Tâches à réaliser:
1. Recopiez le passage de la présentation du film La Dame rouge tua sept fois qui va de « Passée cette entrée » jusqu'à « de prendre corps ? ».
2. Relevez tous les titres de films présents dans la présentation du film La Dame rouge tua sept fois, chacun sous la forme où il y figure.
3. Reprenez la présentation du film La Dame rouge tua sept fois à l'endroit où elle s'interrompt.

Extrait de page:
◆ ◆ ◆

Une mystérieuse tueuse vêtue de rouge commet une série d’assassinats selon le rituel maléfique d’une légende ancestrale…

LA DAMA ROSSA UCCIDE SETTE VOLTE

 

1972 – ITALIE / ALLEMAGNE

 

Réalisé par Emilio Miraglia

 

Avec Barbara Bouchet, Ugo Pagliai, Marina Malfatti, Marino Masé, Pia Giancaro, Sybil Dannong, Nino Korda, Fabrizio Moresco, Rudolf Schündler, Carla Mancini

 

THEMA TUEURS

La Dame rouge tua sept fois est le second giallo consécutif réalisé par Emilio Miraglia, dans la foulée de L’Appel de la chair. Plusieurs points communs relient ces deux œuvres tourmentées, à commencer par le prénom d’Evelyn, donné aux personnages féminins centraux. Tourné principalement à Würzburg et Weikersheim, en Allemagne, La Dame rouge tua sept fois est une coproduction italo-germanique. Le film ne connaîtra pourtant aucune sortie en salle outre-Rhin. Il faudra attendre la fin des années 1980 pour le voir émerger, directement en vidéo, sur le marché allemand. Le prologue et le générique du film nous décrivent les disputes incessantes de deux petites filles en rivalité permanente. La blonde Kathy et la brune Evelyne sont en effet des sœurs que tout oppose. Face à l’un de leurs sempiternels crêpages de chignon, leur grand-père les interrompt pour leur raconter l’ancienne légende qui hante le château bavarois familial, selon laquelle la dynastie Wildenbrück serait maudite depuis de nombreuses générations. En effet, tous les cent ans, une habitante du château serait possédée par celle que l’on nomme « la Dame rouge », et se verrait contrainte d’assassiner sept personnes pour prolonger la malédiction. Or sa dernière victime est censée être « la Dame noire », c’est-à-dire la propre sœur de la tueuse.

Passée cette entrée en matière, nous voici en 1972. Désormais adulte, Kathy Wildenbrück (Barbara Bouchet, la Monneypenny de Casino Royale) est devenue photographe de mode dans la prestigieuse agence Springe. Sa sœur Evelyne, elle, n’a plus donné aucun signe de vie depuis son exil aux Etats-Unis. Après que leur grand-père ait été retrouvé mort dans son château et que les termes de l’héritage aient été énoncés, la situation dégénère. Les proches de Kathy sont en effets assassinés les uns après les autres sous les coups de poignard d’une étrange silhouette vêtue de rouge. Quelques témoins ayant aperçu le meurtrier érigent un portrait-robot, ressemblant de façon troublante à Évelyne. Mais selon Kathy, qui semble cacher un lourd secret, c’est parfaitement impossible. La malédiction de « la Dame rouge » serait-elle en train de prendre corps ?

◆ ◆ ◆

Items extraits:
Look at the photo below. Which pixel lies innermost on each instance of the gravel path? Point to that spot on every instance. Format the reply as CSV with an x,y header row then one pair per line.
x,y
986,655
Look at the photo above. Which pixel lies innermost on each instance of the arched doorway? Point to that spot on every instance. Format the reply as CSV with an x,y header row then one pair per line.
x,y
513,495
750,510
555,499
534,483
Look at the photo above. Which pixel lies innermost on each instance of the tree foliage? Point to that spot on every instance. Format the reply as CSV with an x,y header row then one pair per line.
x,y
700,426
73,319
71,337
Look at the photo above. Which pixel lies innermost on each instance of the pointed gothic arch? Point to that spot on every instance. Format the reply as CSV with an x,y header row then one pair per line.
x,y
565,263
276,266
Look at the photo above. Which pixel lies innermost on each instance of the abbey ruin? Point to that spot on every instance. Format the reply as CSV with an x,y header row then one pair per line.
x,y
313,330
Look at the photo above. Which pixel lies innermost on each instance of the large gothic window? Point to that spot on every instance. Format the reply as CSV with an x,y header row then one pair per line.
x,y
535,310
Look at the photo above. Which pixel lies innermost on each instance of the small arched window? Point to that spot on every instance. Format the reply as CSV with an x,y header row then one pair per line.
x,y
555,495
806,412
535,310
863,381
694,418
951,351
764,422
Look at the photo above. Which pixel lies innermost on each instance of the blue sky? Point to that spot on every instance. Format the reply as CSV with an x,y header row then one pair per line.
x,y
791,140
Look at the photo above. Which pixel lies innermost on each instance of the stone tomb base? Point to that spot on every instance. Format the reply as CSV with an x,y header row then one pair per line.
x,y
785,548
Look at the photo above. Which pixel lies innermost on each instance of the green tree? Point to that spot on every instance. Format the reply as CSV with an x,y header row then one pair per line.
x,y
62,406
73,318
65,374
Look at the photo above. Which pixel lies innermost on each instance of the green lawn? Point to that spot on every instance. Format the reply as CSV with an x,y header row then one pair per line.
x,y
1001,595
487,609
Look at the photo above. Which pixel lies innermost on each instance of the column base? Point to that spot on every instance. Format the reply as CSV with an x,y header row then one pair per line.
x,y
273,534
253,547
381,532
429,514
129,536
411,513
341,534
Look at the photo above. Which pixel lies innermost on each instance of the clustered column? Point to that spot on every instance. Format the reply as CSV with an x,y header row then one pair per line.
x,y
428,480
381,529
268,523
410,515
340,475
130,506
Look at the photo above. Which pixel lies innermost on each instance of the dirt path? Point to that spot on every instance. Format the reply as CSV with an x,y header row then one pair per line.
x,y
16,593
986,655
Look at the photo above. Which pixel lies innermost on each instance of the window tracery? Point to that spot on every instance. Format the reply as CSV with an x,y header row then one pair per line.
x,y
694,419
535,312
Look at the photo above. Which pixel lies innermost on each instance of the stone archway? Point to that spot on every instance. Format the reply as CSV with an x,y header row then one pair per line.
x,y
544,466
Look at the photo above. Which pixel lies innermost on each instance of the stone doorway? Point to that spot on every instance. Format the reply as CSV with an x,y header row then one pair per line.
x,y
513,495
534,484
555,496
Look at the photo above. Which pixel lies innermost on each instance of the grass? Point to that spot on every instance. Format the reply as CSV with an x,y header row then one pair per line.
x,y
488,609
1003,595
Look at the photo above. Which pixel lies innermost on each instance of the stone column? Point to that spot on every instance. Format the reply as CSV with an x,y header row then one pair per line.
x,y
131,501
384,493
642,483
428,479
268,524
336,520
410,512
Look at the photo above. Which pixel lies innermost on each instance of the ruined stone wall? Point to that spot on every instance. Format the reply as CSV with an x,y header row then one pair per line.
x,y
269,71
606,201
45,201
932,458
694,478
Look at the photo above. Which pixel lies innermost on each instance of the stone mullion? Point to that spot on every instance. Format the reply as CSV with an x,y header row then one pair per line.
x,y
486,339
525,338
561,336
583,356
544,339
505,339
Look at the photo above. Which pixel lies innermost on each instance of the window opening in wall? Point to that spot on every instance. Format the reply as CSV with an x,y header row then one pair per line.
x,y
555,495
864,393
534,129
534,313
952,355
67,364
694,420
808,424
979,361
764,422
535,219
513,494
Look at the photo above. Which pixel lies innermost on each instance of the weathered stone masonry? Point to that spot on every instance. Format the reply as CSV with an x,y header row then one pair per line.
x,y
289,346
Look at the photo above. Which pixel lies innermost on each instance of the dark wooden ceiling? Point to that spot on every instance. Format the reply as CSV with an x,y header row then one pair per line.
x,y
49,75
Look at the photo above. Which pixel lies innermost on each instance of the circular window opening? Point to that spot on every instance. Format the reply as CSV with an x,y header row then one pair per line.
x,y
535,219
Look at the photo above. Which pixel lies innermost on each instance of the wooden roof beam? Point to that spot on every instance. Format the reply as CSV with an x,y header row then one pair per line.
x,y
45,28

◆ ◆ ◆

Réponses:
1.
Passée cette entrée en matière, nous voici en 1972. Désormais adulte, Kathy Wildenbrück (Barbara Bouchet, la Monneypenny de Casino Royale) est devenue photographe de mode dans la prestigieuse agence Springe. Sa sœur Evelyne, elle, n’a plus donné aucun signe de vie depuis son exil aux Etats-Unis. Après que leur grand-père ait été retrouvé mort dans son château et que les termes de l’héritage aient été énoncés, la situation dégénère. Les proches de Kathy sont en effets assassinés les uns après les autres sous les coups de poignard d’une étrange silhouette vêtue de rouge. Quelques témoins ayant aperçu le meurtrier érigent un portrait-robot, ressemblant de façon troublante à Évelyne. Mais selon Kathy, qui semble cacher un lourd secret, c’est parfaitement impossible. La malédiction de « la Dame rouge » serait-elle en train de prendre corps ?

2.
LA DAMA ROSSA UCCIDE SETTE VOLTE
La Dame rouge tua sept fois
L’Appel de la chair
Casino Royale

3.
Une œuvre somme

Le scénario tortueux de Fabio Pittoru et Emilio Miraglia s’amuse à entremêler deux motifs récurrents du giallo et du cinéma d’épouvante gothique. Le premier est le testament qui provoque cupidité et jalousie. Le second est la légende ancestrale qui menace de ressurgir à l’époque contemporaine. A ces figures classiques se greffent d’autres sous-intrigues qui resserrent l’étau sur nos protagonistes et rallongent la liste des suspects, notamment le mystère lié à la disparition d’Evelyne et les histoires intimes au sein de l’agence Springe. L’appât du gain, le chantage, les manigances, les convoitises, la luxure, tout cet imbroglio complexe – auquel s’ajoutent un meurtre caché et un trafic de drogue – permet de laisser planer le doute sur la véritable nature de la meurtrière. S’agit-il d’un fantôme vengeur ou d’une tueuse beaucoup plus triviale ? Si le cadre de la haute couture évoque bien sûr Six femmes pour l’assassin – auquel La Dame rouge tua sept fois se réfère directement en laissant le meurtrier se cacher derrière un buisson pour guetter ses victimes -, Miraglia ne cherche pas nécessairement à marcher sur les traces de Mario Bava pour développer sa propre esthétique. Les prises de vues inventives (la caméra qui se faufile dans les interstices d’une sculpture pour révéler un lit et son occupant) et les scènes de cauchemar baroques (Barbara Bouchet enchaînée et poignardée par le spectre translucide de la dame en rouge) nous emmènent ailleurs, portés par la très belle bande originale de Bruno Nicolaï. Comme s’il était conscient de livrer une œuvre somme – qui servira d’inspiration directe à plusieurs films de Dario Argento -, le réalisateur interrompra sa carrière juste après ce film.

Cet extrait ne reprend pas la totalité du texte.